● **Work task**
Reproduce all of the data, making sure that no line differs from the original.

● **Information provided**
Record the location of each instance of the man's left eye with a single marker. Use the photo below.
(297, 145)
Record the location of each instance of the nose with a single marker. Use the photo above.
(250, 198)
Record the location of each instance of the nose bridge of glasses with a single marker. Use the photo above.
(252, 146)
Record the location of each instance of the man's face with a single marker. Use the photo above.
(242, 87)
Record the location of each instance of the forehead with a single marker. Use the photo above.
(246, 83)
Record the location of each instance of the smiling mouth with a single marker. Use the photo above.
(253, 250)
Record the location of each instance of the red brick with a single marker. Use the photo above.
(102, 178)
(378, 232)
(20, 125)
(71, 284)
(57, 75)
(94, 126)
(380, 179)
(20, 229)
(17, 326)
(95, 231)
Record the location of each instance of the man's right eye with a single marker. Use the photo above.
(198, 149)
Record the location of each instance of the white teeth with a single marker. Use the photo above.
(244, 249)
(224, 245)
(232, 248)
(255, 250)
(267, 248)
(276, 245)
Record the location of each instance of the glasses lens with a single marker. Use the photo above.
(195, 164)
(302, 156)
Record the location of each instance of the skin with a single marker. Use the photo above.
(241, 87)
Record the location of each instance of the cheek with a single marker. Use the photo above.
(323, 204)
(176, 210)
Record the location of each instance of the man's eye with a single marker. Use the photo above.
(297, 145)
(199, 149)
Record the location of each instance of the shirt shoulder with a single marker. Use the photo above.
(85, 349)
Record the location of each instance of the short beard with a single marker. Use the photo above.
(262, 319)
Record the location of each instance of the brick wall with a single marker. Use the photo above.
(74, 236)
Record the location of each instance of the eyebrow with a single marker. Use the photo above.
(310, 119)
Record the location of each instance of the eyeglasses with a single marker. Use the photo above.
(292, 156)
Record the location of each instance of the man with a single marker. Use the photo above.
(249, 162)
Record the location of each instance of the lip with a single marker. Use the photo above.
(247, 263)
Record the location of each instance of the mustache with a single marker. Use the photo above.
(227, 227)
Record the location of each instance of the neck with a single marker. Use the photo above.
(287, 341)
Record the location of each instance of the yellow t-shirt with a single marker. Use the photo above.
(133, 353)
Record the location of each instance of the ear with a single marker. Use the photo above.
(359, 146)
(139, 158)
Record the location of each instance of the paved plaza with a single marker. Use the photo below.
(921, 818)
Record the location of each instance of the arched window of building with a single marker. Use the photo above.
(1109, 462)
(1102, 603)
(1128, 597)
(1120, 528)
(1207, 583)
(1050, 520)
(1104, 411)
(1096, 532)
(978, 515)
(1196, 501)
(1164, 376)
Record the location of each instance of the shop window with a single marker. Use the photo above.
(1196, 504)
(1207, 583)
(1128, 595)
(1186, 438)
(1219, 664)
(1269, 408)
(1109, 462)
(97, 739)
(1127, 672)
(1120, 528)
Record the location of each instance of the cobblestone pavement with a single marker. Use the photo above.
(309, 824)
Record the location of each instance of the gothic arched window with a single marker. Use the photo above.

● **Response box**
Record the location of each instance of the man's left eye with a single marker. Use the photo below.
(297, 145)
Record the location of each instance of the nose with a single marker. Use the photo above.
(250, 198)
Record the location of each instance of the nose bridge of glasses with a single marker. Use the photo above.
(252, 146)
Record the location of each instance of the man's face with a single marker. Use the photo above.
(242, 87)
Record the location of each instance of the forehead with a single marker. Use the photo above.
(246, 83)
Record the location of each instance of the smiling mouth with a single marker. Use the photo above.
(253, 250)
Record the location of each instance of the red brick with a single marker. Use the photo above.
(102, 178)
(378, 232)
(20, 125)
(71, 284)
(57, 75)
(94, 126)
(380, 179)
(20, 229)
(17, 326)
(95, 231)
Record the location of each instance of the man's right eye with a single marker. Use the photo above.
(198, 149)
Record the location of each instance of the white teeth with a single marker. Use the photo above.
(244, 249)
(224, 245)
(232, 248)
(255, 250)
(267, 248)
(276, 245)
Record the location of each instance of the glasses lens with a single marker. Use the photo above.
(195, 164)
(302, 156)
Record the location of each instance of the skin with a single marker. Use the photo above.
(241, 87)
Record the location of each instance of the cheek with a single marker. Use the photo above.
(323, 204)
(176, 210)
Record the location of each instance of the man's eye with a single marker. Use the photo above.
(297, 145)
(199, 149)
Record the location of each instance of the shirt shoulder with a single marker. Use the photo above.
(85, 349)
Record the location of each instance of the short beard with a single marker. Use the photo above.
(262, 319)
Record the location of each instance of the brick wall with a single marker. Use the photo above.
(74, 236)
Record the location of each instance of the eyebrow with a single marker. Use the photo above.
(310, 119)
Record the location of each instance of the eyeglasses with a single marker. Use the photo above.
(292, 156)
Record the location of each instance of the man with a single marker. Use the photo above.
(249, 162)
Record the location of each instance of the lip with a single marker. Use the photo above.
(247, 263)
Record the location of each instance of the mustache with a single marker. Use the photo above.
(227, 227)
Record the location of each instance of the neck with a single marker. Use the photo above.
(287, 341)
Record the location of each instance of the yellow t-shirt with a single marker. Use the photo above.
(133, 353)
Record the location of each instance of the ear with a single marker. Use the photo above.
(359, 146)
(139, 158)
Record the location of each instance of the paved plaza with a single marker. Use the photo below.
(921, 818)
Record the location of each instance of the arched window of building with a single marker. Use the photo above.
(1109, 462)
(1102, 603)
(1128, 597)
(1120, 528)
(1207, 583)
(1050, 520)
(1104, 411)
(1096, 532)
(978, 515)
(1196, 501)
(1164, 376)
Record the location of each instance of the shop window with a single marker. Use the photo above.
(1196, 504)
(1207, 583)
(1128, 595)
(1186, 438)
(1219, 664)
(1269, 408)
(1109, 462)
(97, 739)
(1127, 672)
(1120, 528)
Record the location of each instance of the cobblestone pavement with a single marker. Use the photo above.
(309, 824)
Record the location of each instance of the gothic arched window with a single marker. Use the photo above.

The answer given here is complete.